§ **Tasks to complete**
1. In the fault diagnosis passage, why is a flattening layer used after convolutional feature extraction? Answer in one to three sentences.
2. State whether each statement agrees with the fault diagnosis passage. Answer yes or no, and quote the words of the passage that decide it. (a) The final fully connected layer outputs four feature dimensions. (b) On the HUST motor fault dataset, diagnostic accuracy rose by 5% after generated samples were added. (c) The classifier is a ResNet enhanced with an SE module.
3. Write out the part of the fault diagnosis passage that begins at the words "Fully Connected and" and stops after the words "for fault diagnosis.".

Fully Connected and SE Layer: After convolutional feature extraction, a flattening layer is employed to reshape the multi-dimensional feature maps, ensuring that the data format is compatible with the subsequent fully connected mapping and processing units. A 24-dimensional fully connected layer is then used for feature compression and combination. Subsequently, the SE mechanism is applied to perform an adaptive recalibration of the feature channels, enhancing critical fault-related features while suppressing redundant information. This process results in a more precise and discriminative feature representation for fault diagnosis.
Output Layer: The final fully connected layer outputs four feature dimensions, which are normalized by a Softmax layer to form a probability distribution across fault classes. The Softmax ensures that the sum of probabilities equals one, and the class with the highest probability is taken as the predicted fault type.
5. Conclusions
To address the challenge of insufficient training samples in motor fault diagnosis, this work proposes a DCGAN-based method with a spectrum-aware screening mechanism. Taking vibration signals as the research object, by integrating image constraints with high spectral similarity into the generative network, the proposed approach improves both the distributional consistency and the discriminative power of synthetic samples, thereby ensuring higher quality signal generation. For classification, a ResNet enhanced with an SE module is designed to capture both local details and global temporal dependencies, leading to more robust feature representations. Extensive experiments were conducted on the CWRU fault datasets, the stator interturn fault dataset, and the HUST fault datasets. The results demonstrate the effectiveness of the method under limited data conditions. For example, on the HUST motor fault dataset, the diagnostic accuracy increased by 2% after adding the generated samples. For the stator inter-turn short circuit fault dataset, the diagnostic accuracy 95.11% without generating samples, and increased to 99.44% when 40 generated samples per class were used. On the CWRU dataset, the model achieved nearly 100% accuracy, confirming the strong generalization capability of the approach. Moreover, the key novelty of this work lies in the spectrum-aware closed-loop design, which distinguishes our approach from conventional loss-regularized GANs. By screening and rejecting frequency-consistent samples, we ensure both stability and diversity in small sample augmentation. In addition, the integration of a ResNet-SE classifier allows for the simultaneous capture of local and global features, achieving superior accuracy under highly constrained conditions. This dual-level innovation, at both the data generation and classification stages, provides a systematic solution to small sample motor fault diagnosis, with a strong potential for extension to other rotating machinery.

Data lines
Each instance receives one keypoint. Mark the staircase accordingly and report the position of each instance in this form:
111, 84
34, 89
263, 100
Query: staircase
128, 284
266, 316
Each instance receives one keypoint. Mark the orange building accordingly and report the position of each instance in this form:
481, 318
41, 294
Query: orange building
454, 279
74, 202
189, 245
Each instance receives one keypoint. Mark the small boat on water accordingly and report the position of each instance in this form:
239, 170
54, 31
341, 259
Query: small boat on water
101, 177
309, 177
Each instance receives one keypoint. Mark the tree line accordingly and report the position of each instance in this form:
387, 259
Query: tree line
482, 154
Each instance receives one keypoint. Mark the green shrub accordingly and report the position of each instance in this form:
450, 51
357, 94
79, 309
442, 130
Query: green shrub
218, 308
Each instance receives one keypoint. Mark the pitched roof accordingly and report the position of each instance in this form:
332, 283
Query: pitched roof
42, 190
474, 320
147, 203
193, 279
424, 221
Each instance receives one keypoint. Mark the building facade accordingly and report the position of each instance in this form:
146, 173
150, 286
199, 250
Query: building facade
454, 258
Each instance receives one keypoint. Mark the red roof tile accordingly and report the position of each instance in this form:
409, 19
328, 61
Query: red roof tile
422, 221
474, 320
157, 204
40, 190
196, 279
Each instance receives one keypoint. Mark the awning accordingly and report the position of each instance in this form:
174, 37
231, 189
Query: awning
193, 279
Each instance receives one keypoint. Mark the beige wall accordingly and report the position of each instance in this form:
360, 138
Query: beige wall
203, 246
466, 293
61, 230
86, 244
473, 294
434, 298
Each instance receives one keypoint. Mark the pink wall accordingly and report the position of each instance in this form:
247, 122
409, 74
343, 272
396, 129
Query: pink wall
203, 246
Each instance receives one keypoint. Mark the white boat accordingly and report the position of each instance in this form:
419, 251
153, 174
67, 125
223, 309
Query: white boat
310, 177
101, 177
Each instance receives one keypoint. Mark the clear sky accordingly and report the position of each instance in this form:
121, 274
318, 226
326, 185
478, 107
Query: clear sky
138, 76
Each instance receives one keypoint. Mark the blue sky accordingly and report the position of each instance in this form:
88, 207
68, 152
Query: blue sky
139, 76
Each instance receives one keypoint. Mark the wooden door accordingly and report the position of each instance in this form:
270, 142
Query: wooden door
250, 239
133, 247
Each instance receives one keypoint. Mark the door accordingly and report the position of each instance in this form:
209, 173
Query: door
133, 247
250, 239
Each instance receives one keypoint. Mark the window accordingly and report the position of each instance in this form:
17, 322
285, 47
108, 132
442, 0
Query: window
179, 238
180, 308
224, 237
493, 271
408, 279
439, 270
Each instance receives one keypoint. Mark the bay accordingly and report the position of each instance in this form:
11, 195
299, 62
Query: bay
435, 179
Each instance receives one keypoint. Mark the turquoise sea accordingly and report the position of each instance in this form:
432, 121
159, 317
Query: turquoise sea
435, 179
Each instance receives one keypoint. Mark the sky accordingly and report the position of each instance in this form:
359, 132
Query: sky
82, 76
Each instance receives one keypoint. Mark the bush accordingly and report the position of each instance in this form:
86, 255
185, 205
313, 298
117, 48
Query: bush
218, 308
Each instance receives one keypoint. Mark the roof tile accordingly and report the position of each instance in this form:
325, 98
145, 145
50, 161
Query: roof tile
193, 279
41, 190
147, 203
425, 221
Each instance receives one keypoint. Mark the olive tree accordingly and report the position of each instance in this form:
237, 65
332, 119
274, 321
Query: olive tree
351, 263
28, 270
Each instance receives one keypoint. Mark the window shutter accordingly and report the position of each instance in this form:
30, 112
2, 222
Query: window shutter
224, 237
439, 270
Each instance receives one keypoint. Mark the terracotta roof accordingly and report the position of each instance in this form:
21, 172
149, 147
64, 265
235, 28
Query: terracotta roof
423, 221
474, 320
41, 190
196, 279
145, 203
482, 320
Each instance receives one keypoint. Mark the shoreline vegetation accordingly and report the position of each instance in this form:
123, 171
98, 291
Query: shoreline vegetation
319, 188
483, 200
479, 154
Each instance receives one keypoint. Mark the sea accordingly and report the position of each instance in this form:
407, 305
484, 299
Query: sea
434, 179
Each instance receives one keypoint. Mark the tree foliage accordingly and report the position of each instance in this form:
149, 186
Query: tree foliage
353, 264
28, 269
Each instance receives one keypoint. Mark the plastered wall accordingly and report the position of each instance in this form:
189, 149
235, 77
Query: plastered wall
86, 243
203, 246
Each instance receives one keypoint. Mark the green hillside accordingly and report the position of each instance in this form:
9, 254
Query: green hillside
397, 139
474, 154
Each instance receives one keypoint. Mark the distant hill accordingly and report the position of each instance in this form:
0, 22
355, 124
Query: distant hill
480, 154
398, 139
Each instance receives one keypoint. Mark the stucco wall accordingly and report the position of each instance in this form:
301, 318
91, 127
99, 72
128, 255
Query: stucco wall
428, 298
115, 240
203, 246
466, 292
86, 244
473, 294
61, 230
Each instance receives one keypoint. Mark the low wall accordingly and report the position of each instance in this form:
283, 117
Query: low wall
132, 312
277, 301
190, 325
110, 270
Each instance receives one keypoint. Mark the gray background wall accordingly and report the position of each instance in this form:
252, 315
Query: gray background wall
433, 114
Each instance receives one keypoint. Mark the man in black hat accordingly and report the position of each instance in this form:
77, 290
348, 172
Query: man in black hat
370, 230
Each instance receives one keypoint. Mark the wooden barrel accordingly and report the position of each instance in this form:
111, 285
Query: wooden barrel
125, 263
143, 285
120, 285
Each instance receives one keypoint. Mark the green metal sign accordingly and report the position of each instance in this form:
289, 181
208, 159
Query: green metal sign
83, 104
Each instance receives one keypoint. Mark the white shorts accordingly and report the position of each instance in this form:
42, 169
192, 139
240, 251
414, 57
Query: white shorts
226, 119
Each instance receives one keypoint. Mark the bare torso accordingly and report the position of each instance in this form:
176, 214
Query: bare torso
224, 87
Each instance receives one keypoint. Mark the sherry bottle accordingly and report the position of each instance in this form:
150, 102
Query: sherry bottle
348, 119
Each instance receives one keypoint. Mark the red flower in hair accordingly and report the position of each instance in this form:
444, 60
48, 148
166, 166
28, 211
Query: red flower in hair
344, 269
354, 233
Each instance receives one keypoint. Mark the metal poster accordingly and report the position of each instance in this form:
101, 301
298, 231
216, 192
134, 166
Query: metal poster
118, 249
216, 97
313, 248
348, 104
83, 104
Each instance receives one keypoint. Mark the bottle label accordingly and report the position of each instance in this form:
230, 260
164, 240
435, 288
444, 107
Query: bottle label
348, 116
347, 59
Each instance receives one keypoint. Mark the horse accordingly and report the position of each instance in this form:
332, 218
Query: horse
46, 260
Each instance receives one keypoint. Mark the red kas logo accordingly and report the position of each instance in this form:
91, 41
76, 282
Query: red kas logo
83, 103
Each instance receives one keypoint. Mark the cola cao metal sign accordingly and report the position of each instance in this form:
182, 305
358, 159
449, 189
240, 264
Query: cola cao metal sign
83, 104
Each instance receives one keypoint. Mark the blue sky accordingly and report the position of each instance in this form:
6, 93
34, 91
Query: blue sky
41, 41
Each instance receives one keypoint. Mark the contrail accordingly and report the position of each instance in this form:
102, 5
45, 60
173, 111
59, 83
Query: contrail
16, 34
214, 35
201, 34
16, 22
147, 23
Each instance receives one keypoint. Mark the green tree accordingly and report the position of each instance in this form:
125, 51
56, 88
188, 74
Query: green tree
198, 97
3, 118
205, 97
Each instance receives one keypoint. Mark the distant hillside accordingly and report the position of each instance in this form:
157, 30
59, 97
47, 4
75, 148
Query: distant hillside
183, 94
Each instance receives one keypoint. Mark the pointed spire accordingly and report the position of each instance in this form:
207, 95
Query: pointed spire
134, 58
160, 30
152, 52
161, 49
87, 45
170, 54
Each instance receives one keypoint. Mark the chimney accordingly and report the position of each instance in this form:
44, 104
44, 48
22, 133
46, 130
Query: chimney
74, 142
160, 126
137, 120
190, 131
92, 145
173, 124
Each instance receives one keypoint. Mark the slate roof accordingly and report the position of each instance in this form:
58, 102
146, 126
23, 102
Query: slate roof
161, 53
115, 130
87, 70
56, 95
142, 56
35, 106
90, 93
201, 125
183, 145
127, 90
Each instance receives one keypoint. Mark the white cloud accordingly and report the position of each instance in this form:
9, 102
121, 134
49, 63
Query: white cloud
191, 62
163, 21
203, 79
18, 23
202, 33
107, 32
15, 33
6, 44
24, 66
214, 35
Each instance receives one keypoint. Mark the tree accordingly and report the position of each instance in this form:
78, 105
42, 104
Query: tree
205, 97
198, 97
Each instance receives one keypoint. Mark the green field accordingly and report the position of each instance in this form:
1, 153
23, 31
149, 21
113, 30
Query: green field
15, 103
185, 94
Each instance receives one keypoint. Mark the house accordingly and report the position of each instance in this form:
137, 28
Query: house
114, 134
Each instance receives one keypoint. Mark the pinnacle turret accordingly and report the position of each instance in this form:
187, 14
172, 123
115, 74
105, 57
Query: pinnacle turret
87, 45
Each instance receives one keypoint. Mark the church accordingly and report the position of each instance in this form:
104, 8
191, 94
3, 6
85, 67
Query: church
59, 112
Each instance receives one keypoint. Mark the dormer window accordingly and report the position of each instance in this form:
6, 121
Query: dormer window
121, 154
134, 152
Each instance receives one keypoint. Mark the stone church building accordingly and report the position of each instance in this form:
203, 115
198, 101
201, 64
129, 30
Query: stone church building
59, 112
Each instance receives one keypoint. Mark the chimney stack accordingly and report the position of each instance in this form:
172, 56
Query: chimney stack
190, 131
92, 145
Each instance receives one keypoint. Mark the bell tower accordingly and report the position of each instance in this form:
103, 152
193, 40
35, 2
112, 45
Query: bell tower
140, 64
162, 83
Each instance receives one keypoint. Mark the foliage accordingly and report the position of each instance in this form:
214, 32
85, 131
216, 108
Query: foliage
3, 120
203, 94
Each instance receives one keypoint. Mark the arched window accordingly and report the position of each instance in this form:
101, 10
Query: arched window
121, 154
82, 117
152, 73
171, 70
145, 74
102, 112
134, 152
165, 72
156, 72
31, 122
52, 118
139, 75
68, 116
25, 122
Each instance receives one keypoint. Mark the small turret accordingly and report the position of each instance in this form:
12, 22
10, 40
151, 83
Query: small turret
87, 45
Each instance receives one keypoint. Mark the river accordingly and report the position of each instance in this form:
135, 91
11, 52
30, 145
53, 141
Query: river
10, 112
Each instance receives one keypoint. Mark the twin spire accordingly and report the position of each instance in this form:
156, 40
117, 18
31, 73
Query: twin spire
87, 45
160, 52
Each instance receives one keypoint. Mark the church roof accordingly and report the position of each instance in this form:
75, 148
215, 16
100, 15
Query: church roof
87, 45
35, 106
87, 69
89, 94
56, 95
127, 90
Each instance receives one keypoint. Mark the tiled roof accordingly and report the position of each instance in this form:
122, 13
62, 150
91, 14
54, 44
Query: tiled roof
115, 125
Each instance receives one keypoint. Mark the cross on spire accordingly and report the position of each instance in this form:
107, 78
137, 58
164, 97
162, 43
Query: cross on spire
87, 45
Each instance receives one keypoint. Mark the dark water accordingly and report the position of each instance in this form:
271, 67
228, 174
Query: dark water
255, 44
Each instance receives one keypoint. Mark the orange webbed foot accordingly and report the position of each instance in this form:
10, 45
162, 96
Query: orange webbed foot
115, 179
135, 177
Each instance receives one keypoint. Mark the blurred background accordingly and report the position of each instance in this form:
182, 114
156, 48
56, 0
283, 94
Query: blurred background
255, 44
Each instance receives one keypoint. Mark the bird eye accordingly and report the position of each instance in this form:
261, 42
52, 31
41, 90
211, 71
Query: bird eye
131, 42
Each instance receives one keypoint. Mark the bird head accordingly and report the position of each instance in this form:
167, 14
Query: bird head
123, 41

§ **Your written answers**
1. The flattening layer reshapes the multi-dimensional feature maps so that the data format is compatible with the fully connected mapping and processing units that follow.

2.
(a) Yes: "The final fully connected layer outputs four feature dimensions"
(b) No: "on the HUST motor fault dataset, the diagnostic accuracy increased by 2% after adding the generated samples"
(c) Yes: "a ResNet enhanced with an SE module is designed"

3.
Fully Connected and SE Layer: After convolutional feature extraction, a flattening layer is employed to reshape the multi-dimensional feature maps, ensuring that the data format is compatible with the subsequent fully connected mapping and processing units. A 24-dimensional fully connected layer is then used for feature compression and combination. Subsequently, the SE mechanism is applied to perform an adaptive recalibration of the feature channels, enhancing critical fault-related features while suppressing redundant information. This process results in a more precise and discriminative feature representation for fault diagnosis.